Reproduce the data below in full, switching every occurrence of "Quickstart" to "Getting started" and leaving everything else unchanged.

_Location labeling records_
━━━
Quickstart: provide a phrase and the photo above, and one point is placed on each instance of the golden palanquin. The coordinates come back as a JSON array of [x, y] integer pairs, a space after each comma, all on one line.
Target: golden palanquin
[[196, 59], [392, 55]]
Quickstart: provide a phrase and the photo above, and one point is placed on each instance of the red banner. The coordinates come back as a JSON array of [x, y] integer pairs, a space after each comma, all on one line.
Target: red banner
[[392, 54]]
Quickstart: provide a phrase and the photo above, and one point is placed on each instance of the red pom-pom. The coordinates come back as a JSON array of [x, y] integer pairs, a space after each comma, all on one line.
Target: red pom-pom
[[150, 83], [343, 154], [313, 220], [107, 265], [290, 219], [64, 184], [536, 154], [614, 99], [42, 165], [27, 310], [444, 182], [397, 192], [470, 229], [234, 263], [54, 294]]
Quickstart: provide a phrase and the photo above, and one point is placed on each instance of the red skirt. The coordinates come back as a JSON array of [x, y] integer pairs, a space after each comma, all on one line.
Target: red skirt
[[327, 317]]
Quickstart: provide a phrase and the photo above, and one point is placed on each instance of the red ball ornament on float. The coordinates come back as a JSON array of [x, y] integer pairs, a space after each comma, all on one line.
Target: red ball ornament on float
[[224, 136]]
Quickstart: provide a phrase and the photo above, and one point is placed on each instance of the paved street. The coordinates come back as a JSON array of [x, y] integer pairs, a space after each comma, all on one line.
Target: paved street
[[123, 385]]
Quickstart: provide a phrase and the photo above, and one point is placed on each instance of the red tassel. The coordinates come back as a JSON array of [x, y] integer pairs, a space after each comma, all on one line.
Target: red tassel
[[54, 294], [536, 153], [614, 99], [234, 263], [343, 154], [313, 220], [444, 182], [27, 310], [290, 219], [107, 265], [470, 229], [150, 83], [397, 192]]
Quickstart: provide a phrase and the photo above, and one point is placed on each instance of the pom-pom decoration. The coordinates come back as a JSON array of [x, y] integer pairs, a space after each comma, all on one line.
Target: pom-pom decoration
━━━
_THE RESPONSE_
Getting started: provide a phrase and the photo above, and one point is placed on each instance of the golden palanquin. The coordinates come back as a JSON array of [x, y] integer pairs, a space after each comma, all on one line.
Target: golden palanquin
[[196, 59], [392, 55]]
Getting started: provide a phrase and the photo above, and one point is placed on each instance of the red banner. The coordinates come back as a JSON array of [x, y] integer pairs, a space after each comma, all on one line.
Target: red banner
[[392, 54]]
Getting started: provide a phrase and the photo above, and one point is placed on each instance of the red pom-pom. The coordinates come back as a JSON array of [x, y] integer pairs, a space after each comma, all on one line.
Target: red pom-pom
[[150, 83], [343, 154], [313, 220], [107, 265], [290, 219], [64, 184], [536, 154], [614, 99], [42, 165], [27, 310], [444, 182], [397, 192], [470, 229], [234, 263], [54, 294]]
Getting started: provide a phrase and the photo above, and one point is placed on each instance of the red skirt. The coordinates come back as a JSON array of [x, y] integer pairs, a space after each comma, all on one line.
Target: red skirt
[[327, 317]]
Getting started: provide a phrase and the photo above, and one point is placed on each instance of the red ball ornament on float. The coordinates come back as a JSON array of [x, y] integer pairs, a space after each comma, all on one line.
Target: red ball ornament on float
[[224, 136]]
Getting started: provide a phrase and the photo above, and one point is placed on each instance of the paved street. The coordinates come back as a JSON array of [x, y] integer pairs, a space after each comma, all on one line.
Target: paved street
[[123, 385]]
Getting started: provide a phrase and the photo above, and one point is placed on each instance of the red tassel. The coordinates come back as a JSON array of [x, y] integer pairs, a space after each comma, all on one line.
Target: red tassel
[[54, 294], [536, 153], [614, 99], [234, 263], [343, 154], [313, 220], [444, 182], [27, 310], [290, 219], [107, 265], [470, 229], [150, 83], [397, 192]]
Getting started: provide a phrase and the photo above, and one point is placed on each instance of the pom-pom decoration. The coordinates come back as a JSON array of [x, y] integer pairs, a space after each comma, all on one line.
Target: pom-pom decoration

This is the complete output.